## What you should do
Collect every line of the records below that contains the string "foliage", matching case exactly.

——————

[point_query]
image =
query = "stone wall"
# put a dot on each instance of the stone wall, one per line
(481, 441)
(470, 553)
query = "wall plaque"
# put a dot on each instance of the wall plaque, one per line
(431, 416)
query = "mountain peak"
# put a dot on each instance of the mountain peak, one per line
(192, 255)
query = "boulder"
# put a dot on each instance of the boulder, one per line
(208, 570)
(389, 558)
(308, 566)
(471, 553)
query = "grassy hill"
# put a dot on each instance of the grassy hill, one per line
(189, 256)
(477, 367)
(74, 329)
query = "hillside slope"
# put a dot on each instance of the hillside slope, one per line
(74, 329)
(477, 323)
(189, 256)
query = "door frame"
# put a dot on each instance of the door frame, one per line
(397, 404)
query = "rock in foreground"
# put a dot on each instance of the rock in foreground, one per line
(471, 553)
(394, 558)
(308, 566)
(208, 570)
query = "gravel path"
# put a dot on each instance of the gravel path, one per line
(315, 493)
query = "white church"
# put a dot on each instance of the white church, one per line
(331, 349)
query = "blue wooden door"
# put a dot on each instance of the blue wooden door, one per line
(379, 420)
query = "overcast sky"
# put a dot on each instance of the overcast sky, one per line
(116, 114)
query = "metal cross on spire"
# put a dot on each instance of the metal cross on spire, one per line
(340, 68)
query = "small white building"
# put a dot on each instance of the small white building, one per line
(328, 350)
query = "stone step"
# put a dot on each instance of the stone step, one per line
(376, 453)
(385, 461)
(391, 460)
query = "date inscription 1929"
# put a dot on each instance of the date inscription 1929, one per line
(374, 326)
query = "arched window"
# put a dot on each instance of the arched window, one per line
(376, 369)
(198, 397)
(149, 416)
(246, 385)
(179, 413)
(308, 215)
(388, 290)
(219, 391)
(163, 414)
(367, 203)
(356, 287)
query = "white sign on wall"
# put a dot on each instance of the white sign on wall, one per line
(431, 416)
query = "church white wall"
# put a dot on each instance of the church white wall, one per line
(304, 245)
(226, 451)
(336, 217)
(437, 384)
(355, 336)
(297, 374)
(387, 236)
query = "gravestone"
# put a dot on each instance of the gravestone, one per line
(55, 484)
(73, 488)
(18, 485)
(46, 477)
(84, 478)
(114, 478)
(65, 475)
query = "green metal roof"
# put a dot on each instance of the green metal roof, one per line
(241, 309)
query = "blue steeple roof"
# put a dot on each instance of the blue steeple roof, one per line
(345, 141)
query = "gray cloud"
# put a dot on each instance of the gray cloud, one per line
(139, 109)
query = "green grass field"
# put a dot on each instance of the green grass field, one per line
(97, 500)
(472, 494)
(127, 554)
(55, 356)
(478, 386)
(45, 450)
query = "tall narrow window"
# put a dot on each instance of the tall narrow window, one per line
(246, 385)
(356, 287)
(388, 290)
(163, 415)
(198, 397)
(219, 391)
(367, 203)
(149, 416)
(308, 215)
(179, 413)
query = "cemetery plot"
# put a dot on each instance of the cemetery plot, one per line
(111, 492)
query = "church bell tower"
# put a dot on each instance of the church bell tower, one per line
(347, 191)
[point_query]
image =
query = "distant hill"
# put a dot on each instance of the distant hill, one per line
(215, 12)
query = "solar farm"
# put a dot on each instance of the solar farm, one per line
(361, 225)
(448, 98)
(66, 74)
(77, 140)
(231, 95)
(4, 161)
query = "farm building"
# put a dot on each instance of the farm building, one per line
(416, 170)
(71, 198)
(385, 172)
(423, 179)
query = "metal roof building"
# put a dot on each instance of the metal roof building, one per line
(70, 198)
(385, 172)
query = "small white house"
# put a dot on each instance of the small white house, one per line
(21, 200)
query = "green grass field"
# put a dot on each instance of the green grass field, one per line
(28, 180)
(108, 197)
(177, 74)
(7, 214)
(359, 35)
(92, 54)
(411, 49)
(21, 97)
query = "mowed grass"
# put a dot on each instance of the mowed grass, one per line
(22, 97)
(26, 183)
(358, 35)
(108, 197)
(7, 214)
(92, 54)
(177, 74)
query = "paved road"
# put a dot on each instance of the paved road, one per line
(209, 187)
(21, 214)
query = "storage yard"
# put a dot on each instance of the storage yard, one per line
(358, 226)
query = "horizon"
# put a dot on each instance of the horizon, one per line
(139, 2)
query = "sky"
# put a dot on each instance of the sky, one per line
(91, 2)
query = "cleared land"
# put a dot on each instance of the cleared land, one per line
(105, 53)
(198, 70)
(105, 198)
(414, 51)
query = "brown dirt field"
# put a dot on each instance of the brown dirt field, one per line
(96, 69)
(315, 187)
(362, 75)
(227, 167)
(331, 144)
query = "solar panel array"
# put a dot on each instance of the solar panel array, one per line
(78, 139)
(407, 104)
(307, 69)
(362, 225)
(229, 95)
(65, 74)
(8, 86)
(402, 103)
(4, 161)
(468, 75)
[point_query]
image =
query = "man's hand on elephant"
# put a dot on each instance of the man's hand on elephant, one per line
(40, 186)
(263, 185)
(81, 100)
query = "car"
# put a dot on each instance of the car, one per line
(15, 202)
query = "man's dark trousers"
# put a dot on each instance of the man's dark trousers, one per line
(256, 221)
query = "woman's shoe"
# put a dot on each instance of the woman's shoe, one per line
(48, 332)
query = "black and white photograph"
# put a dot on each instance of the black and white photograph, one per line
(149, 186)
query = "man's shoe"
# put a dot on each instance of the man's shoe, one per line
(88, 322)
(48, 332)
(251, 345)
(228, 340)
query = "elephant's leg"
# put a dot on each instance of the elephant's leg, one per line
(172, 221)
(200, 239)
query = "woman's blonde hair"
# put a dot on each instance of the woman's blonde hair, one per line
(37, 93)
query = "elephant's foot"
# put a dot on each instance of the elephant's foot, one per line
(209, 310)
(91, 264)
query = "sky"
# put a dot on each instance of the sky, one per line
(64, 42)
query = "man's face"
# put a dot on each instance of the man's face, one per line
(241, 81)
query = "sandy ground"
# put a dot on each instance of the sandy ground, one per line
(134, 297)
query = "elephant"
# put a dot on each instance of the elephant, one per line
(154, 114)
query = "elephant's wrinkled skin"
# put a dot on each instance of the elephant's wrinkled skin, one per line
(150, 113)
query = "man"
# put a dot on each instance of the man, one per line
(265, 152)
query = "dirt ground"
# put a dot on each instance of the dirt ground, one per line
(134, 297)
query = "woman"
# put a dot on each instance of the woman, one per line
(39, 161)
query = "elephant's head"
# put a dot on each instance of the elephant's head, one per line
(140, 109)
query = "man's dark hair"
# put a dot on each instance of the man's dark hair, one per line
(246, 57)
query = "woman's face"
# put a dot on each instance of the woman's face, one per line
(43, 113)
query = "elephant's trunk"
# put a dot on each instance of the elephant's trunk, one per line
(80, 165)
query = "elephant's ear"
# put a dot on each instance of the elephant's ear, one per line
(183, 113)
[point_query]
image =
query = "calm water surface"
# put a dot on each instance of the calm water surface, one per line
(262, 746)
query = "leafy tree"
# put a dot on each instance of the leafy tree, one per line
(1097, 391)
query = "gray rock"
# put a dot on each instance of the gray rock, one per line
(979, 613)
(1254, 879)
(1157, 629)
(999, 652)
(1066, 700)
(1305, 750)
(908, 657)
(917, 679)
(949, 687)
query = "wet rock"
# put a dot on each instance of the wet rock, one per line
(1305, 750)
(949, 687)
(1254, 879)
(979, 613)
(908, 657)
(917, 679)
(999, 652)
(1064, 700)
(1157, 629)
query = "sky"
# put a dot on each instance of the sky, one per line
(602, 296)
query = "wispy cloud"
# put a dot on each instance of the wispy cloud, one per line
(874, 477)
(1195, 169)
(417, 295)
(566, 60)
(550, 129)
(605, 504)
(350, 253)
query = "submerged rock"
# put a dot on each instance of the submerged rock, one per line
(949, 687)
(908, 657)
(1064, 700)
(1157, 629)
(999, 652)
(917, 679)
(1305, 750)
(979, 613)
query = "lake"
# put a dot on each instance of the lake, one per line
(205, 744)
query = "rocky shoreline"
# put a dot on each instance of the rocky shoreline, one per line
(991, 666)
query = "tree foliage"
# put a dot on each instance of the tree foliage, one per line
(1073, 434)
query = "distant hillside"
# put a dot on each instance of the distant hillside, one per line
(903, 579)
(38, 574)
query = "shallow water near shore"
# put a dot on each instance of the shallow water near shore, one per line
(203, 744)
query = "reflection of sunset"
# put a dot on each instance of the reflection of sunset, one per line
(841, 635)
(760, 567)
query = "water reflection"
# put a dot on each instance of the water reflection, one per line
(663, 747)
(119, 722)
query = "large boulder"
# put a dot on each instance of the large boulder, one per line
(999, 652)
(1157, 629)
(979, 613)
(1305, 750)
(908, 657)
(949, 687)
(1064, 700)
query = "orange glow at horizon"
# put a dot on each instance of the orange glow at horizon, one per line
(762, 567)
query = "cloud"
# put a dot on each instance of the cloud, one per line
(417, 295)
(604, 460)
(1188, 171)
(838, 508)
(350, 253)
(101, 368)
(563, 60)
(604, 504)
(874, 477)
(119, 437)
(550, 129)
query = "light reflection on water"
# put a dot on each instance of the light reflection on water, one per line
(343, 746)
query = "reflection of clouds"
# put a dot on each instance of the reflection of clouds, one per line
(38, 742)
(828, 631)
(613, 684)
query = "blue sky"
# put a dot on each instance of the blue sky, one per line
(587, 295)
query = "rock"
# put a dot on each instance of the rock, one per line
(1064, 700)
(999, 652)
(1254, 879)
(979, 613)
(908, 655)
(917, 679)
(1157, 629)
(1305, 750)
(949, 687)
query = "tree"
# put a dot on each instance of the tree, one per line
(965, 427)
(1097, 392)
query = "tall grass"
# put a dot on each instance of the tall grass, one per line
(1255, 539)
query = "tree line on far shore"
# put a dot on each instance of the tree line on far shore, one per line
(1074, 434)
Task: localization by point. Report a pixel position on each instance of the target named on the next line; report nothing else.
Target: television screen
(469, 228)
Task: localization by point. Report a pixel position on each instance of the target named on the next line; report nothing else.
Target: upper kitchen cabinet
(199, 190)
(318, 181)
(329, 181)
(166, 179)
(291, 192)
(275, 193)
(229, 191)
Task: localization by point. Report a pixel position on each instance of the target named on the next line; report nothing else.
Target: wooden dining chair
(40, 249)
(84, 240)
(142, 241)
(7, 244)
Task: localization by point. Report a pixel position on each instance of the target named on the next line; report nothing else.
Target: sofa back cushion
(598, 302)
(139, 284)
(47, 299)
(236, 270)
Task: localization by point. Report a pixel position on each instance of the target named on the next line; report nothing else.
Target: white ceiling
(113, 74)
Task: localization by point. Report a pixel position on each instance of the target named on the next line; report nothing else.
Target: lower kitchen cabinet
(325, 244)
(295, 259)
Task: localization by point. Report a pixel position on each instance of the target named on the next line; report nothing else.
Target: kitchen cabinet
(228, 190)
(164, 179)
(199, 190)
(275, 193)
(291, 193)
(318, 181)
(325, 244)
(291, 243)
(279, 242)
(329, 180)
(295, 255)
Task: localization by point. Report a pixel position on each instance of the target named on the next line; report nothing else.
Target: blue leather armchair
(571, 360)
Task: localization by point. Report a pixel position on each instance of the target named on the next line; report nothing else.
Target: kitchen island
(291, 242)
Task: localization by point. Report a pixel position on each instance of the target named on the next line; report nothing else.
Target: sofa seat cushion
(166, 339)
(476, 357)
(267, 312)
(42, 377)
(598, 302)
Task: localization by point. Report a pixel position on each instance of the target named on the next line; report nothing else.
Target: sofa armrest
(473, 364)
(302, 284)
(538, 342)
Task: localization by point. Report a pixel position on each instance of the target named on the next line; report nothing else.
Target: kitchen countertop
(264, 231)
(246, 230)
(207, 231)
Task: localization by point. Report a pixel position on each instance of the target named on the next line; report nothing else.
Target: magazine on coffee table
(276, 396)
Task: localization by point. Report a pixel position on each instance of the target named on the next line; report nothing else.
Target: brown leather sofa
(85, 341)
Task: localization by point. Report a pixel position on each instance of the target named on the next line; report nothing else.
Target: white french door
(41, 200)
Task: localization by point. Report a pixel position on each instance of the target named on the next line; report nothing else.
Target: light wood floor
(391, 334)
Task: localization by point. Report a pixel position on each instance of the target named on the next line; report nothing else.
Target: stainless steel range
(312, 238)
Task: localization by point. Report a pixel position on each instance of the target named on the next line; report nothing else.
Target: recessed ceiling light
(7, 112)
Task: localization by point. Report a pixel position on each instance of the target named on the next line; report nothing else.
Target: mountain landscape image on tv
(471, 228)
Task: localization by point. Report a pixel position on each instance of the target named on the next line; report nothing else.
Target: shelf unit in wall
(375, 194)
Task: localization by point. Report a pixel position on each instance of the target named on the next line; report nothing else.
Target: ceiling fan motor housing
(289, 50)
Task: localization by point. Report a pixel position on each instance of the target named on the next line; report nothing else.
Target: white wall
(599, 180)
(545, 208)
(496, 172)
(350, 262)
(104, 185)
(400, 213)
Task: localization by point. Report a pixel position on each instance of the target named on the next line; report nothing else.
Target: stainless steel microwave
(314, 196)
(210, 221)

——————

## Full solution
query = "tree foliage"
# put a dot on each instance of the tree foliage, one per line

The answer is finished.